** RECORDS FOR THIS TASK follows **

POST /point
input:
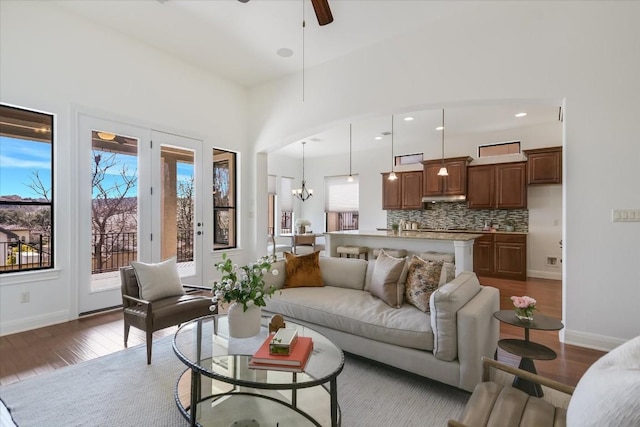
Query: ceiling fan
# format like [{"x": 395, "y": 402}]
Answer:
[{"x": 321, "y": 7}]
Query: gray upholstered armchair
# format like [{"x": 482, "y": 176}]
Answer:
[
  {"x": 151, "y": 316},
  {"x": 606, "y": 395}
]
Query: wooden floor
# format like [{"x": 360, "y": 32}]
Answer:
[{"x": 38, "y": 351}]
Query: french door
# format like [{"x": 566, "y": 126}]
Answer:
[{"x": 137, "y": 201}]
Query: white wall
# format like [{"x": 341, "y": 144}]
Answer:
[
  {"x": 583, "y": 52},
  {"x": 56, "y": 62}
]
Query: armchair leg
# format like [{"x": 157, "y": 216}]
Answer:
[
  {"x": 149, "y": 343},
  {"x": 126, "y": 333}
]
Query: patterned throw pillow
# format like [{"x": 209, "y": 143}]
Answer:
[
  {"x": 387, "y": 279},
  {"x": 303, "y": 270},
  {"x": 422, "y": 280}
]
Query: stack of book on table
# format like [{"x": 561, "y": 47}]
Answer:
[{"x": 283, "y": 351}]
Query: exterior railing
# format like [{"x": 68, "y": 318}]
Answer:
[{"x": 17, "y": 256}]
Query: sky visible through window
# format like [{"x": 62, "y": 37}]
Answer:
[{"x": 20, "y": 159}]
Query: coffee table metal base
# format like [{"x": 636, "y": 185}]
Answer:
[{"x": 252, "y": 407}]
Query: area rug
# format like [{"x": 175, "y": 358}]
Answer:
[{"x": 120, "y": 389}]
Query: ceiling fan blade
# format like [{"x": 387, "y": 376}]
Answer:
[{"x": 323, "y": 12}]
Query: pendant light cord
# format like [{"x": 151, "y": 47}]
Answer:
[
  {"x": 303, "y": 26},
  {"x": 349, "y": 149},
  {"x": 392, "y": 159},
  {"x": 443, "y": 137}
]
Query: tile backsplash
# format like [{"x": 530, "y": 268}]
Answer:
[{"x": 449, "y": 215}]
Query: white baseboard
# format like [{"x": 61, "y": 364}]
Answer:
[
  {"x": 28, "y": 323},
  {"x": 544, "y": 274},
  {"x": 593, "y": 341}
]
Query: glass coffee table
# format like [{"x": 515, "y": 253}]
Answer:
[{"x": 218, "y": 388}]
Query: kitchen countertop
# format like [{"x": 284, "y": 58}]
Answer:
[
  {"x": 410, "y": 234},
  {"x": 433, "y": 230}
]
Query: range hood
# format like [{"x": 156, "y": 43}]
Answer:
[{"x": 433, "y": 199}]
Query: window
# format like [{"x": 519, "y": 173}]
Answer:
[
  {"x": 341, "y": 203},
  {"x": 499, "y": 149},
  {"x": 26, "y": 189},
  {"x": 224, "y": 199},
  {"x": 286, "y": 205}
]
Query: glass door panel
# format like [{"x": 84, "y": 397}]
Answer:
[{"x": 178, "y": 163}]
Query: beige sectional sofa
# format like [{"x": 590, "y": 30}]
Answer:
[{"x": 445, "y": 345}]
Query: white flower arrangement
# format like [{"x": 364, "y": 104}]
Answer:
[
  {"x": 300, "y": 222},
  {"x": 243, "y": 285}
]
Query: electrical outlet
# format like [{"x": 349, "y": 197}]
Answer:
[
  {"x": 25, "y": 297},
  {"x": 625, "y": 215}
]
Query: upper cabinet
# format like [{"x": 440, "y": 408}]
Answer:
[
  {"x": 402, "y": 193},
  {"x": 497, "y": 186},
  {"x": 391, "y": 193},
  {"x": 544, "y": 165},
  {"x": 455, "y": 184}
]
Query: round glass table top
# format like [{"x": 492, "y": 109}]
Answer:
[{"x": 204, "y": 345}]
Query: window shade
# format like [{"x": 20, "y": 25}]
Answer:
[
  {"x": 286, "y": 199},
  {"x": 340, "y": 195}
]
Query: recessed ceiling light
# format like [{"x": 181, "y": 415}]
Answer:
[{"x": 285, "y": 52}]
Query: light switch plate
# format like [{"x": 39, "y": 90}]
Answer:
[{"x": 625, "y": 215}]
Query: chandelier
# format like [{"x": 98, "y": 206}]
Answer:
[{"x": 302, "y": 193}]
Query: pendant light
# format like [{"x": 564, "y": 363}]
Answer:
[
  {"x": 392, "y": 175},
  {"x": 302, "y": 193},
  {"x": 443, "y": 169},
  {"x": 350, "y": 178}
]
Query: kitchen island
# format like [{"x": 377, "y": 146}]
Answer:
[{"x": 413, "y": 241}]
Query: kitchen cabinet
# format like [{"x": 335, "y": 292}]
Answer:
[
  {"x": 484, "y": 256},
  {"x": 497, "y": 186},
  {"x": 455, "y": 184},
  {"x": 411, "y": 190},
  {"x": 391, "y": 193},
  {"x": 544, "y": 165},
  {"x": 403, "y": 193},
  {"x": 501, "y": 255}
]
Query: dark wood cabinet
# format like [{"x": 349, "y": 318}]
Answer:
[
  {"x": 544, "y": 165},
  {"x": 455, "y": 184},
  {"x": 402, "y": 193},
  {"x": 484, "y": 256},
  {"x": 391, "y": 193},
  {"x": 511, "y": 256},
  {"x": 501, "y": 255},
  {"x": 411, "y": 188},
  {"x": 497, "y": 186}
]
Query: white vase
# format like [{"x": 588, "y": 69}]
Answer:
[{"x": 244, "y": 324}]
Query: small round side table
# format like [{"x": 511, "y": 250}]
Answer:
[{"x": 526, "y": 349}]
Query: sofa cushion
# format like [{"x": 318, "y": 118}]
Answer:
[
  {"x": 343, "y": 272},
  {"x": 302, "y": 270},
  {"x": 423, "y": 279},
  {"x": 445, "y": 303},
  {"x": 448, "y": 266},
  {"x": 277, "y": 281},
  {"x": 158, "y": 280},
  {"x": 355, "y": 312},
  {"x": 608, "y": 394},
  {"x": 385, "y": 282}
]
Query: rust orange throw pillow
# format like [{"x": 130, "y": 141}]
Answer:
[{"x": 303, "y": 270}]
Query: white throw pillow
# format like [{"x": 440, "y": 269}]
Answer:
[{"x": 158, "y": 280}]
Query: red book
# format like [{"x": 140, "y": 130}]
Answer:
[{"x": 298, "y": 357}]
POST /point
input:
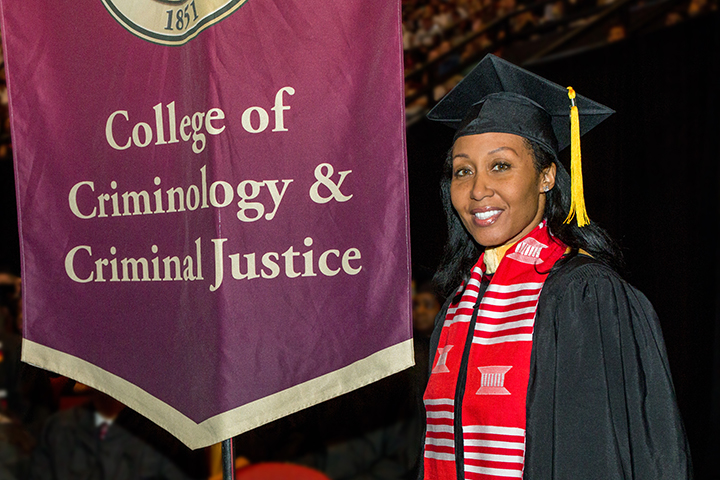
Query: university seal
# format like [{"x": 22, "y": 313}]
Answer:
[{"x": 170, "y": 22}]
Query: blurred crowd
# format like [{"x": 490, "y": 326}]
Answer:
[{"x": 443, "y": 38}]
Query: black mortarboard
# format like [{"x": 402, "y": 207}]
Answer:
[{"x": 497, "y": 96}]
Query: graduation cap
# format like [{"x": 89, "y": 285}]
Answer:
[{"x": 497, "y": 96}]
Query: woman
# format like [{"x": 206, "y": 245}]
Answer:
[{"x": 545, "y": 363}]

** End of RECORDS FOR THIS TASK **

> EXERCISE GOAL
Every line above should be printed again word for word, without its pictures.

> EXERCISE OUTPUT
POST /point
input:
Query: ceiling fan
# format like [{"x": 395, "y": 402}]
Answer:
[{"x": 321, "y": 7}]
Query: gray upholstered armchair
# format like [{"x": 482, "y": 176}]
Answer:
[
  {"x": 151, "y": 316},
  {"x": 606, "y": 395}
]
Query: wooden floor
# format like [{"x": 360, "y": 32}]
Answer:
[{"x": 38, "y": 351}]
Query: french door
# format like [{"x": 566, "y": 126}]
Answer:
[{"x": 137, "y": 201}]
Query: white wall
# format like [{"x": 341, "y": 144}]
Answer:
[
  {"x": 583, "y": 52},
  {"x": 56, "y": 62}
]
Query: armchair leg
# format like [{"x": 157, "y": 216}]
Answer:
[
  {"x": 149, "y": 343},
  {"x": 126, "y": 333}
]
Query: patterned throw pillow
# format like [{"x": 209, "y": 143}]
Answer:
[
  {"x": 387, "y": 279},
  {"x": 303, "y": 270},
  {"x": 422, "y": 280}
]
Query: stack of book on table
# format like [{"x": 561, "y": 47}]
Answer:
[{"x": 283, "y": 351}]
Query: exterior railing
# format like [{"x": 68, "y": 318}]
Answer:
[{"x": 17, "y": 256}]
Query: sky visible through window
# format like [{"x": 62, "y": 37}]
Answer:
[{"x": 20, "y": 159}]
Query: coffee table metal base
# format like [{"x": 636, "y": 185}]
Answer:
[{"x": 252, "y": 407}]
Query: area rug
# format like [{"x": 175, "y": 358}]
Answer:
[{"x": 120, "y": 389}]
Query: ceiling fan blade
# format like [{"x": 387, "y": 376}]
Answer:
[{"x": 323, "y": 12}]
Query: pendant light cord
# format like [{"x": 151, "y": 47}]
Answer:
[
  {"x": 303, "y": 26},
  {"x": 349, "y": 149},
  {"x": 392, "y": 159},
  {"x": 443, "y": 137}
]
Query: tile backsplash
# format like [{"x": 530, "y": 268}]
Answer:
[{"x": 449, "y": 215}]
Query: white baseboard
# format like [{"x": 61, "y": 364}]
Answer:
[
  {"x": 28, "y": 323},
  {"x": 544, "y": 274},
  {"x": 593, "y": 341}
]
Query: glass coffee table
# format like [{"x": 515, "y": 253}]
Answer:
[{"x": 218, "y": 388}]
Query: kitchen countertop
# format like [{"x": 284, "y": 58}]
Answer:
[
  {"x": 410, "y": 234},
  {"x": 433, "y": 230}
]
Query: range hood
# format like [{"x": 156, "y": 43}]
Answer:
[{"x": 433, "y": 199}]
Query: window
# format like [{"x": 519, "y": 173}]
Answer:
[
  {"x": 341, "y": 203},
  {"x": 499, "y": 149},
  {"x": 26, "y": 189},
  {"x": 224, "y": 199},
  {"x": 286, "y": 205}
]
Query: glass door panel
# format like [{"x": 84, "y": 397}]
Answer:
[{"x": 178, "y": 163}]
Query: beige sectional sofa
# format like [{"x": 590, "y": 30}]
Answer:
[{"x": 445, "y": 345}]
Query: white flower arrangement
# format like [{"x": 364, "y": 104}]
Answer:
[
  {"x": 300, "y": 222},
  {"x": 243, "y": 285}
]
Query: electrical outlet
# format like [{"x": 349, "y": 197}]
Answer:
[
  {"x": 25, "y": 297},
  {"x": 625, "y": 215}
]
Query: upper cabinet
# format like [{"x": 440, "y": 408}]
Answer:
[
  {"x": 402, "y": 193},
  {"x": 497, "y": 186},
  {"x": 391, "y": 193},
  {"x": 544, "y": 165},
  {"x": 455, "y": 184}
]
Query: round glass table top
# format like [{"x": 492, "y": 109}]
Answer:
[{"x": 204, "y": 345}]
Query: window shade
# format like [{"x": 20, "y": 25}]
Answer:
[
  {"x": 286, "y": 199},
  {"x": 340, "y": 195}
]
Query: recessed ceiling light
# format like [{"x": 181, "y": 415}]
Answer:
[{"x": 285, "y": 52}]
Query: light switch plate
# format like [{"x": 39, "y": 90}]
Answer:
[{"x": 625, "y": 215}]
Query: chandelier
# format like [{"x": 98, "y": 206}]
Answer:
[{"x": 302, "y": 193}]
Query: pendant light
# format like [{"x": 564, "y": 363}]
Answer:
[
  {"x": 392, "y": 175},
  {"x": 302, "y": 193},
  {"x": 443, "y": 169},
  {"x": 350, "y": 178}
]
Query: kitchen island
# format like [{"x": 377, "y": 146}]
Answer:
[{"x": 413, "y": 241}]
Query: kitchen cabinet
# format like [{"x": 335, "y": 292}]
Answer:
[
  {"x": 484, "y": 256},
  {"x": 497, "y": 186},
  {"x": 455, "y": 184},
  {"x": 411, "y": 190},
  {"x": 391, "y": 193},
  {"x": 544, "y": 165},
  {"x": 403, "y": 193},
  {"x": 501, "y": 255}
]
Query: dark wood cabinet
# format like [{"x": 349, "y": 318}]
Answer:
[
  {"x": 544, "y": 165},
  {"x": 455, "y": 184},
  {"x": 402, "y": 193},
  {"x": 484, "y": 256},
  {"x": 391, "y": 193},
  {"x": 511, "y": 256},
  {"x": 501, "y": 255},
  {"x": 411, "y": 188},
  {"x": 497, "y": 186}
]
Query: white vase
# format like [{"x": 588, "y": 69}]
Answer:
[{"x": 244, "y": 324}]
Query: small round side table
# format like [{"x": 511, "y": 250}]
Answer:
[{"x": 526, "y": 349}]
Query: sofa cushion
# format like [{"x": 318, "y": 118}]
Answer:
[
  {"x": 343, "y": 272},
  {"x": 302, "y": 270},
  {"x": 423, "y": 279},
  {"x": 445, "y": 303},
  {"x": 448, "y": 266},
  {"x": 277, "y": 281},
  {"x": 158, "y": 280},
  {"x": 355, "y": 312},
  {"x": 608, "y": 394},
  {"x": 385, "y": 282}
]
Query: rust orange throw pillow
# format like [{"x": 130, "y": 141}]
Answer:
[{"x": 303, "y": 270}]
Query: white throw pillow
# format like [{"x": 440, "y": 269}]
Answer:
[{"x": 158, "y": 280}]
Query: red book
# format like [{"x": 140, "y": 130}]
Answer:
[{"x": 298, "y": 357}]
POST /point
input:
Query: university seal
# format like [{"x": 22, "y": 313}]
Answer:
[{"x": 170, "y": 22}]
Query: blurred crowd
# format like [{"x": 490, "y": 326}]
Answer:
[{"x": 443, "y": 38}]
Query: black mortarboard
# format like [{"x": 402, "y": 207}]
Answer:
[{"x": 497, "y": 96}]
Query: graduation cap
# format like [{"x": 89, "y": 285}]
Answer:
[{"x": 497, "y": 96}]
Query: woman
# format like [{"x": 206, "y": 245}]
Answer:
[{"x": 545, "y": 363}]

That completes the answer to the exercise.